Excerpts from a dataset
☆ ☆ ☆ ☆

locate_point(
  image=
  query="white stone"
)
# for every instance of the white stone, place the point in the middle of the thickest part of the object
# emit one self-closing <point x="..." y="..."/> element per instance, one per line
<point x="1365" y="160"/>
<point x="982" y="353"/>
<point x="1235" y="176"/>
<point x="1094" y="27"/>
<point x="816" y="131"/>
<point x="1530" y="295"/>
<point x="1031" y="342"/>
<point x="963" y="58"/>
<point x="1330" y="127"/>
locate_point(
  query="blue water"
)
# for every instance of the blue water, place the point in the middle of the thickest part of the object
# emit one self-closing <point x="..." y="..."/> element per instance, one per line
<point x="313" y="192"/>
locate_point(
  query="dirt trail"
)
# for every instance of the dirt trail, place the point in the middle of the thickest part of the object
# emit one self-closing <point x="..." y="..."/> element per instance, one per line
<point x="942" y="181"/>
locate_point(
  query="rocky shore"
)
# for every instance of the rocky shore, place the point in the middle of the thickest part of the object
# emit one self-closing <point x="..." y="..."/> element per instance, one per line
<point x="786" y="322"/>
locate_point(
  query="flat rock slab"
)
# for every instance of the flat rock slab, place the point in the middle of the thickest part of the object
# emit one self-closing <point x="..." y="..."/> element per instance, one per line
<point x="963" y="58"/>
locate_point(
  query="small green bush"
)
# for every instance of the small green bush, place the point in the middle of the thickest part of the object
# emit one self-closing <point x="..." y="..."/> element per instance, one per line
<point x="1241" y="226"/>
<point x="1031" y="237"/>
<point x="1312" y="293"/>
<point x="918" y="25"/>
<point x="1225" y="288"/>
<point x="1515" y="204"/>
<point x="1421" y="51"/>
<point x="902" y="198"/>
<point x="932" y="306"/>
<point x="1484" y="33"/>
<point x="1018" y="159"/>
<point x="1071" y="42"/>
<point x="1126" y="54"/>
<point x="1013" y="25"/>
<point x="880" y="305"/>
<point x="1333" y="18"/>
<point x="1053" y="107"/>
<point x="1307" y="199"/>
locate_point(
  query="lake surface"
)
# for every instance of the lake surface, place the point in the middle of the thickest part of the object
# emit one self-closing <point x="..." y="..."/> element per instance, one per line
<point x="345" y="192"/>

☆ ☆ ☆ ☆

**EXERCISE BRIEF**
Output every record above a second time, exactly.

**RESPONSE FOR THIS EXERCISE**
locate_point(
  image=
  query="white stone"
)
# for every instance of the white stone, place the point in the middle of the thickest part of the object
# emit one self-closing <point x="..." y="..."/> element per instance, one per line
<point x="1365" y="160"/>
<point x="982" y="353"/>
<point x="1235" y="176"/>
<point x="1094" y="27"/>
<point x="816" y="131"/>
<point x="1530" y="295"/>
<point x="1031" y="342"/>
<point x="963" y="58"/>
<point x="1330" y="127"/>
locate_point(
  query="blue water"
)
# for every instance of the blue water, place the point in the middle of the thickest part of the object
# emit one self-closing <point x="..." y="..."/> element per instance, one per line
<point x="313" y="192"/>
locate_point(
  query="dirt trail"
)
# for every instance of the dirt trail, place the point in the middle of the thickest part of the object
# emit one self-closing <point x="..." y="..."/> element per instance, one per line
<point x="942" y="181"/>
locate_point(
  query="rocky shore"
)
# for every instance of the rocky shore, place the point in the middle of the thickest part of the object
# emit one self-closing <point x="..." y="..."/> element per instance, one per line
<point x="786" y="322"/>
locate_point(
  query="flat rock slab"
)
# for every instance of the flat rock slab, place the point in the middle of the thickest part of the object
# emit one self-closing <point x="..." y="..."/> element per instance, one per line
<point x="963" y="58"/>
locate_point(
  query="small green bush"
)
# for every instance of the small green bush, place the point in the middle of the thickest part of the object
# emit one self-closing <point x="..." y="..."/> element per instance, one per line
<point x="1241" y="226"/>
<point x="1031" y="237"/>
<point x="1312" y="293"/>
<point x="918" y="25"/>
<point x="1225" y="288"/>
<point x="1515" y="204"/>
<point x="1421" y="51"/>
<point x="902" y="198"/>
<point x="932" y="306"/>
<point x="1484" y="33"/>
<point x="1018" y="159"/>
<point x="1071" y="42"/>
<point x="1126" y="54"/>
<point x="1013" y="25"/>
<point x="880" y="305"/>
<point x="1333" y="18"/>
<point x="1053" y="107"/>
<point x="1307" y="199"/>
locate_point(
  query="lake surface"
)
# for every instance of the lake surface, place the point in the middle of the thickest part of the object
# emit one self-closing <point x="..." y="..."/> element per instance, one per line
<point x="345" y="192"/>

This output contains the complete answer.